═══ DATASET RECORDS ═══

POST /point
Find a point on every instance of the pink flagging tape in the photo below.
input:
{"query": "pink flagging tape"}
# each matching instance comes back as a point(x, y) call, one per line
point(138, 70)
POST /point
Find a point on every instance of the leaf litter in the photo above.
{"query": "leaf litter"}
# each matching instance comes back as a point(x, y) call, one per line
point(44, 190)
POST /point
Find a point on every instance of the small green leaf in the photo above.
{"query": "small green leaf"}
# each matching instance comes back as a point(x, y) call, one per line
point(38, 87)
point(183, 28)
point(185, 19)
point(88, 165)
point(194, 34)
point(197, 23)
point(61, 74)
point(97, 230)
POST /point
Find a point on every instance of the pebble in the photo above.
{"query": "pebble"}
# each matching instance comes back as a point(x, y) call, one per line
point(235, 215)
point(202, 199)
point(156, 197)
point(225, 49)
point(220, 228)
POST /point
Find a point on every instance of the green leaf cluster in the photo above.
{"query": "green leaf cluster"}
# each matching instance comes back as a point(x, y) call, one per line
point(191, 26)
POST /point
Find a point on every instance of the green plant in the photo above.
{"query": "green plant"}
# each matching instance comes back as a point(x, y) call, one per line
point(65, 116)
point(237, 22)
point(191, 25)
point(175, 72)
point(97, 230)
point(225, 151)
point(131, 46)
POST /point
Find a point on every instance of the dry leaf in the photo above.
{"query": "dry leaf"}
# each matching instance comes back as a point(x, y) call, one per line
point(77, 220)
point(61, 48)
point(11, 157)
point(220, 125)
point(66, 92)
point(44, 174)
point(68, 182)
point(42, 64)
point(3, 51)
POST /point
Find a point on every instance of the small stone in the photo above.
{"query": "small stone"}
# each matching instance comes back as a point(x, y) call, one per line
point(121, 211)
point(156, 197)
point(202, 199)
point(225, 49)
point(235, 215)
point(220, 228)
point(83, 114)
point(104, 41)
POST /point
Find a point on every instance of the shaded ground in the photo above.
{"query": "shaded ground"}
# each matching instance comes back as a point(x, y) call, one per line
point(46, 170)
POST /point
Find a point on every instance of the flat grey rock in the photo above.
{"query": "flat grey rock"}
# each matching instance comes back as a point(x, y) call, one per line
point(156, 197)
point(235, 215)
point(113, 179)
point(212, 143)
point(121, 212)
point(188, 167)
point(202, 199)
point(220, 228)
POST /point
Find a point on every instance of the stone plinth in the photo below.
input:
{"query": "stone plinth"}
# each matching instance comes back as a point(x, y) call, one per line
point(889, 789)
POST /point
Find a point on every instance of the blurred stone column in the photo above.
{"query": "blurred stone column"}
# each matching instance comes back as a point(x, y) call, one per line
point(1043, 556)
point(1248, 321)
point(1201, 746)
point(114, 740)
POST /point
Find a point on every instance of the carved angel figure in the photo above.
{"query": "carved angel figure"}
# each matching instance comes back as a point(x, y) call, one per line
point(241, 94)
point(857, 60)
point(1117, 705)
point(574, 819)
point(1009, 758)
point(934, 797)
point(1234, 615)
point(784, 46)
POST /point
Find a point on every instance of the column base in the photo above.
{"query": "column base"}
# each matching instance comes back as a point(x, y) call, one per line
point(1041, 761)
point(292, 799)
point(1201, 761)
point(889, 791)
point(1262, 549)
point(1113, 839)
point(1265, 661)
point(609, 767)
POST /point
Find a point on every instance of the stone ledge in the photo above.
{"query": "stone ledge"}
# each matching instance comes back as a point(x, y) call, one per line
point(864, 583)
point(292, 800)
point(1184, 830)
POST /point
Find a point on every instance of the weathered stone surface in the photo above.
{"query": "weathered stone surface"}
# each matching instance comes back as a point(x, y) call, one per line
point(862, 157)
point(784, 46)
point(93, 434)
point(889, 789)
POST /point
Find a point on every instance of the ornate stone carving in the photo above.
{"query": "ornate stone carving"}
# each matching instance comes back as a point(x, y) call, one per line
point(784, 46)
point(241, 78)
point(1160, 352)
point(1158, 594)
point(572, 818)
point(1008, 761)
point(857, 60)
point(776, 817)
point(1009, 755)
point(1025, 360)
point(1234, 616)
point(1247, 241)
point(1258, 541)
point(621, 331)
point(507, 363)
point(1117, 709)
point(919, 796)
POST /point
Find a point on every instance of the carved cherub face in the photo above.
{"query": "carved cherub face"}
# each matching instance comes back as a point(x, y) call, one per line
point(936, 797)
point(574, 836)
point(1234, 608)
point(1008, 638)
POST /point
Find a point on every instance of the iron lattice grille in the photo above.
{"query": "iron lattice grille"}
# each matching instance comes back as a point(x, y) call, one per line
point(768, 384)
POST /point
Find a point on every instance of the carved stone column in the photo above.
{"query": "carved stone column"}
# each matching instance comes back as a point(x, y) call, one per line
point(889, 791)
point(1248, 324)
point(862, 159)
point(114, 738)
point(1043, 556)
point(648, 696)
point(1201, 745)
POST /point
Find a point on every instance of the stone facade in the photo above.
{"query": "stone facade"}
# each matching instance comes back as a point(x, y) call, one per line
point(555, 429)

═══

▸ **PROBLEM DETAILS**
Give back the whole listing exactly as it reads.

▸ **TASK RESPONSE**
POST /point
Find a point on every instance of the pink flagging tape in the photo below.
input:
{"query": "pink flagging tape"}
# each matching instance comes back as a point(x, y) call, one per line
point(138, 70)
POST /point
Find a point on every instance of the leaf litter in the photo above.
{"query": "leaf litter"}
# each matching instance comes back as a point(x, y) call, one per line
point(44, 190)
POST /point
Find a point on every instance of the small green leaf in the photo above.
{"query": "small green leaf"}
# each matching instance comes back as a point(x, y) call, one per line
point(38, 87)
point(183, 28)
point(185, 19)
point(88, 165)
point(194, 34)
point(197, 23)
point(61, 74)
point(97, 230)
POST /point
Find a point on every instance of the pebble in the photo above.
{"query": "pebble"}
# each matching instance comes back as a point(x, y) call, one per line
point(235, 215)
point(202, 199)
point(156, 197)
point(225, 49)
point(220, 228)
POST /point
Find a point on every instance of the green leaf cluster in the photo above.
{"query": "green leaf cluster"}
# each matching instance comes back as a point(x, y) call, one per line
point(191, 26)
POST /point
Find a point on every instance of the green plant in the photo above.
{"query": "green plant"}
# each matching instance comes back as a point(x, y) call, one per line
point(65, 116)
point(237, 22)
point(191, 25)
point(175, 72)
point(97, 230)
point(225, 151)
point(131, 46)
POST /point
Find a point on every instance of the dry leaf in the photo above.
{"query": "dry leaf"}
# each matching instance comes back as a point(x, y) call, one per line
point(77, 220)
point(61, 48)
point(11, 157)
point(220, 125)
point(66, 92)
point(44, 174)
point(68, 182)
point(42, 64)
point(3, 51)
POST /point
Find a point on every instance of the small stone in the photo above.
{"query": "small stone"}
# each matching instance comes back as a point(x, y) call, one per line
point(121, 211)
point(156, 197)
point(202, 199)
point(225, 49)
point(235, 215)
point(220, 228)
point(83, 114)
point(104, 41)
POST /point
Find a point on every instance of the shaded ground in the photo above.
{"query": "shaded ground"}
# each matching instance comes back as a point(x, y) call, one per line
point(46, 170)
POST /point
Find a point on every instance of the flat grey rock in the photo above.
{"query": "flat grey rock"}
# each matching instance comes back as a point(x, y) call, one per line
point(156, 197)
point(235, 215)
point(113, 179)
point(212, 143)
point(121, 212)
point(188, 167)
point(202, 199)
point(220, 228)
POST /point
Find a point on every instance of the stone plinth in the photo below.
input:
{"query": "stone plinth"}
# each matching instance comes back as a point(x, y) call, one per line
point(889, 789)
POST /point
Find a point on every instance of the blurred stone column in the photo above.
{"query": "blurred stone column"}
# each matching instance comes back as a point(x, y) call, one per line
point(1043, 556)
point(1248, 321)
point(1201, 746)
point(114, 740)
POST /point
Find a point on every instance of the carved angel figure in the photo above.
{"query": "carved angel figure"}
# each matching instance comes back as a point(x, y) call, one per line
point(241, 94)
point(857, 60)
point(1117, 705)
point(574, 819)
point(1009, 758)
point(934, 797)
point(1234, 615)
point(784, 46)
POST /point
Find a point on every instance of the column base in the photo above.
{"query": "column base"}
# each matching instance comes back as a point(x, y) call, one per line
point(1041, 761)
point(292, 799)
point(1201, 761)
point(889, 791)
point(1262, 549)
point(1113, 839)
point(1265, 661)
point(609, 767)
POST /point
Find a point on every instance of the stone ledge in the photo above.
{"query": "stone ledge"}
# each matching instance comes back as a point(x, y) call, one per line
point(864, 583)
point(292, 800)
point(1184, 830)
POST /point
Find a point on every instance of the weathered stone surface in the photo above.
{"query": "weathered stone surface"}
# each matching instance comes back as a point(x, y) call, one per line
point(862, 157)
point(784, 46)
point(93, 434)
point(889, 789)
POST /point
Find a point on every instance of the ornate stone carving in the photo above.
{"query": "ornate stone carving"}
# each matching instance comes back as a point(x, y) call, one per line
point(784, 46)
point(241, 78)
point(1160, 352)
point(1158, 594)
point(572, 818)
point(1008, 761)
point(857, 60)
point(776, 817)
point(1009, 755)
point(1025, 360)
point(1234, 616)
point(1247, 241)
point(1258, 541)
point(621, 331)
point(507, 363)
point(1117, 709)
point(919, 796)
POST /point
Find a point on every instance of the carved cherub face in the photo above.
{"query": "carved cherub face"}
# each matching instance comes back as a point(x, y) call, one per line
point(936, 797)
point(574, 836)
point(1234, 608)
point(1008, 638)
POST /point
Find a point on every instance of the iron lattice grille in the photo above.
{"query": "iron lattice grille"}
# each matching instance comes back as a point(x, y) call, one per line
point(768, 384)
POST /point
Find a point on every instance of the carved stone column in the photo above.
{"query": "carved stone column"}
# each matching instance comes back as a point(x, y) call, one per line
point(889, 791)
point(1248, 324)
point(862, 159)
point(114, 738)
point(1043, 556)
point(648, 696)
point(1201, 745)
POST /point
Find a point on every instance of the stone facade in the photo above.
{"query": "stone facade"}
# each matching instance comes back as a point(x, y) call, one per line
point(555, 429)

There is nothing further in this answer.